Try it: From the line that contains "green grass is" to the last line of the data, every line is to be transcribed exactly; no other line is to be included.
#### Source material
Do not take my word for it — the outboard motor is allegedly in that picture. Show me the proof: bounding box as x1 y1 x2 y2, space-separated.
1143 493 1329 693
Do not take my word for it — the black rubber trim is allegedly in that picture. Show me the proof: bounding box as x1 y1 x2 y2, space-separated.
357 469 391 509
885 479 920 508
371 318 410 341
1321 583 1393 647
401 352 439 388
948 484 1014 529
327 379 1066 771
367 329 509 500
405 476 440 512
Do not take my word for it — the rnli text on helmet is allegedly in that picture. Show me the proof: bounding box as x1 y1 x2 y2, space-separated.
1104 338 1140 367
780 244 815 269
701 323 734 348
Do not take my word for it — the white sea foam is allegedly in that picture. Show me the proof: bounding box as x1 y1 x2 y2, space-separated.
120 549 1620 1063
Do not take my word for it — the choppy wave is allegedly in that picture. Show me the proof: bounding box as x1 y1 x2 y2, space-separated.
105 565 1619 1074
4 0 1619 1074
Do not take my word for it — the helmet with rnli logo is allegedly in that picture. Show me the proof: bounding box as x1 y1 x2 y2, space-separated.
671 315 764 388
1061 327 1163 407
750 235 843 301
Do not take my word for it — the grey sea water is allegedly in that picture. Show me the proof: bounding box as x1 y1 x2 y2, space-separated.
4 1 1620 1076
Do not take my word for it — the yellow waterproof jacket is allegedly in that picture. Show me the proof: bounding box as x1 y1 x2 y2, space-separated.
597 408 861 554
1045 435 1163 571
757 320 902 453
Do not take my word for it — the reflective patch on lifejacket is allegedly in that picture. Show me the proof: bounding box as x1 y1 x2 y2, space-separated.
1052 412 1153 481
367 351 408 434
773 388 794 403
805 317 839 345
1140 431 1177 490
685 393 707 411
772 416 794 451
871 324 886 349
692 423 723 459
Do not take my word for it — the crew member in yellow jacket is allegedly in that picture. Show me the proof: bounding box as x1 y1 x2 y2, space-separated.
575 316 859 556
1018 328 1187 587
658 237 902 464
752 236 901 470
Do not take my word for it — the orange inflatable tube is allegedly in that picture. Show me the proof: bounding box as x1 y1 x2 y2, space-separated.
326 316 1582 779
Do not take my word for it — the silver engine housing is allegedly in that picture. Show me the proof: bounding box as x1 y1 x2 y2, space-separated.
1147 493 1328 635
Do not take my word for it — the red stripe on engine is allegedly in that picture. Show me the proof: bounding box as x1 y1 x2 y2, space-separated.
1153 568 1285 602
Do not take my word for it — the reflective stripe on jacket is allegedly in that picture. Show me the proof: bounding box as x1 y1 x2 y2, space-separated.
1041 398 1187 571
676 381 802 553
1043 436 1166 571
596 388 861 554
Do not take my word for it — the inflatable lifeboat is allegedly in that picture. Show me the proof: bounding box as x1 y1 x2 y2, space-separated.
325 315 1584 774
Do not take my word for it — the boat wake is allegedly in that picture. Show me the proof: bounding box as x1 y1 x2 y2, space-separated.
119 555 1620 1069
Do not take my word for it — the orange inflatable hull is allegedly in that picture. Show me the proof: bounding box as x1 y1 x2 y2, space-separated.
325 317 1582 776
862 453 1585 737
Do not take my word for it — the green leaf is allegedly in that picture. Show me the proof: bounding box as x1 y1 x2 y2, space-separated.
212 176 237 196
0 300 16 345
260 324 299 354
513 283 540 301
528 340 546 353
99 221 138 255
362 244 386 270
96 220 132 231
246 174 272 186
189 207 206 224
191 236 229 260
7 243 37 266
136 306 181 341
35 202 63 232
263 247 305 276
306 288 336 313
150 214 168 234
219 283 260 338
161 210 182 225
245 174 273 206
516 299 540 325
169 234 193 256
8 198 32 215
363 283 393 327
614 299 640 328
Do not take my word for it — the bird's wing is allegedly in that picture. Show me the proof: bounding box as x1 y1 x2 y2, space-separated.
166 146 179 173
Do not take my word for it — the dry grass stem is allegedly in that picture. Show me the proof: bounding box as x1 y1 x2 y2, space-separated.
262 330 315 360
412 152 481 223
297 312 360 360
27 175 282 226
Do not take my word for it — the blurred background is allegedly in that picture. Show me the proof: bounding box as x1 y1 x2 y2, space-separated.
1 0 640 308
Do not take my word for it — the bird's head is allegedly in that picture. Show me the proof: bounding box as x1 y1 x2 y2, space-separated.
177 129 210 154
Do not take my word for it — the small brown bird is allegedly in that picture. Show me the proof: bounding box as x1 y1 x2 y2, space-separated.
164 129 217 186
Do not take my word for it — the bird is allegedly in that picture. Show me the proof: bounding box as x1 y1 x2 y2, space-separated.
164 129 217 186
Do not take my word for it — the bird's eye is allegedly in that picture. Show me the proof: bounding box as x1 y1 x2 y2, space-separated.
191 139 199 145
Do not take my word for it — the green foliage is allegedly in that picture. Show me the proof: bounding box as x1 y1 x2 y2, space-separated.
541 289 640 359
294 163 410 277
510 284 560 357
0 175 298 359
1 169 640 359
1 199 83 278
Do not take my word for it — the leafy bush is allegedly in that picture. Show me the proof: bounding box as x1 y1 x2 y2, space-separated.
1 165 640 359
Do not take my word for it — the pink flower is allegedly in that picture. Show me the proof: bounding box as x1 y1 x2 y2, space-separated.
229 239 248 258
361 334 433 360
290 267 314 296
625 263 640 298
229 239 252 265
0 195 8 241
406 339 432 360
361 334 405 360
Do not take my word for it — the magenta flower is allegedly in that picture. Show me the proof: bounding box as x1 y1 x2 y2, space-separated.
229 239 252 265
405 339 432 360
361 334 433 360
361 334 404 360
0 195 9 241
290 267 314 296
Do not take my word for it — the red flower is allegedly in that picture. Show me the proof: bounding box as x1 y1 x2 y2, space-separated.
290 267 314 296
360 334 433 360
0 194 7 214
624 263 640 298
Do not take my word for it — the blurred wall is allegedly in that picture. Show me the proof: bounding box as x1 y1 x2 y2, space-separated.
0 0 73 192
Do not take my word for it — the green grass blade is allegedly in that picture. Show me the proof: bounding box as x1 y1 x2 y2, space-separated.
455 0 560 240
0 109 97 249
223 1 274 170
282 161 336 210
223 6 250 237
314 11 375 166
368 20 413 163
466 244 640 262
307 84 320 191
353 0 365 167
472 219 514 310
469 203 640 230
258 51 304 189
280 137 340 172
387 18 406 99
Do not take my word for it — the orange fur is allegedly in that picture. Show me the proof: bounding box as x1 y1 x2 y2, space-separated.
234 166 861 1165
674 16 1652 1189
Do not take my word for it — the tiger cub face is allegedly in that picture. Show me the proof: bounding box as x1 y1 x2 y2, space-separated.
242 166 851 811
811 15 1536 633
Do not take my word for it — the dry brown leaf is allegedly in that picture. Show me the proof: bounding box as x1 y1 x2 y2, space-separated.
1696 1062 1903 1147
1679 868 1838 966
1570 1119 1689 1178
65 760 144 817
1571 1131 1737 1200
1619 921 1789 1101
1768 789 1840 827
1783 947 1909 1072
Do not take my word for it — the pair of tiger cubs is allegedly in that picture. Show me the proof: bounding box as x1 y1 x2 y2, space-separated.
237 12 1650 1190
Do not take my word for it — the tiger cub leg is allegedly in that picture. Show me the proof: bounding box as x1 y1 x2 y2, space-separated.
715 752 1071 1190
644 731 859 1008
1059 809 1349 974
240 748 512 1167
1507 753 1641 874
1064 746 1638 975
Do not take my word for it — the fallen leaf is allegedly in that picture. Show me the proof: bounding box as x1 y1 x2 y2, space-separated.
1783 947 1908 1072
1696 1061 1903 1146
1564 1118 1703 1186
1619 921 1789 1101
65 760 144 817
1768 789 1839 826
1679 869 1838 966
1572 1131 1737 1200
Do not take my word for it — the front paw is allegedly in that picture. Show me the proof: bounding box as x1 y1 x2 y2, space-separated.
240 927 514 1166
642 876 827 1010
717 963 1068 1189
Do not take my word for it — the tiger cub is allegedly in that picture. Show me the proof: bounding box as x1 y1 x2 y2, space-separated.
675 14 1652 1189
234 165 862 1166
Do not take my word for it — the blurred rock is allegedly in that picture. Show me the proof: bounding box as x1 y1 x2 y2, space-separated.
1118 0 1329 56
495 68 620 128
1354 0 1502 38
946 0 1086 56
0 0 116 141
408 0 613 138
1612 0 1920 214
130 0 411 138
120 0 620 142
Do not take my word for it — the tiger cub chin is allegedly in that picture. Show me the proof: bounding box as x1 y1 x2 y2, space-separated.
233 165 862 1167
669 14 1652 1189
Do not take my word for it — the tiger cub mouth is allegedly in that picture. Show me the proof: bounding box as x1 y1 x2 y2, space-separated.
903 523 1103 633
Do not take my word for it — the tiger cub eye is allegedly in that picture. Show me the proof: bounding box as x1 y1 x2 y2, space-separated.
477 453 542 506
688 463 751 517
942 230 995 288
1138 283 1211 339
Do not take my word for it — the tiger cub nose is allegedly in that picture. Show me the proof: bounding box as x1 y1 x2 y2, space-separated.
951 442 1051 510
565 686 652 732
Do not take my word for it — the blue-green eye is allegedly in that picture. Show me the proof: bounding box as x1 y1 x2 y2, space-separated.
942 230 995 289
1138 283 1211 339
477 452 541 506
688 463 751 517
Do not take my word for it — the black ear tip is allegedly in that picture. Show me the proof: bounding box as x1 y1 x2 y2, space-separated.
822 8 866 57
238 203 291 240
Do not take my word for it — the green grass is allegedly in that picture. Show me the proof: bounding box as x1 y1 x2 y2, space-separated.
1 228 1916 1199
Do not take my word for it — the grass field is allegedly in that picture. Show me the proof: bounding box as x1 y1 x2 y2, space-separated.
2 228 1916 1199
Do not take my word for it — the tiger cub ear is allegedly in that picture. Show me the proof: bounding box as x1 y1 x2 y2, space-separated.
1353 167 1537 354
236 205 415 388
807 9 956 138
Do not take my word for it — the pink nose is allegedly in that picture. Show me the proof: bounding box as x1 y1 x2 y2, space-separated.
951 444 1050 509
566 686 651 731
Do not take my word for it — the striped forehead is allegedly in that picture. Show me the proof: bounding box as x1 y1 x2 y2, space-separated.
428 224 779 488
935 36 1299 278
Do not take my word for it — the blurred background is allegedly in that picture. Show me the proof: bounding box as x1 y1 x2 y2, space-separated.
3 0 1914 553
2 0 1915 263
########
Task output:
Do not take my word for it — the green grass is allegedly in that picture. Show me the proof: bounding box as x1 y1 x2 y2, space-separated.
1 228 1916 1199
Do not take my word for it — the grass field is allegedly in that picture. Show me the proof: bounding box as x1 y1 x2 y2, space-separated.
2 228 1916 1199
Do not take my word for it — the tiger cub ear is allegedly in that picture. Show me the proof: bounding box as x1 y1 x2 y2, space-separated.
1353 167 1537 354
236 205 415 388
807 9 956 138
Do not take my word for it — the pink nose is allegedly in that picture. Show me the proof: bounding box as x1 y1 x2 y2, space-separated.
951 444 1050 509
566 686 651 731
Do not take my word for it — the striped forehead is allegedly in that picture. Show me the proof: bounding box as x1 y1 x2 y2, space-separated.
428 224 779 488
935 36 1299 278
Do not take my word for it — the blurred background is allegedly in that picture. Show me the proof: bounding box as x1 y1 x2 y2, space-separated.
3 0 1914 553
2 0 1915 263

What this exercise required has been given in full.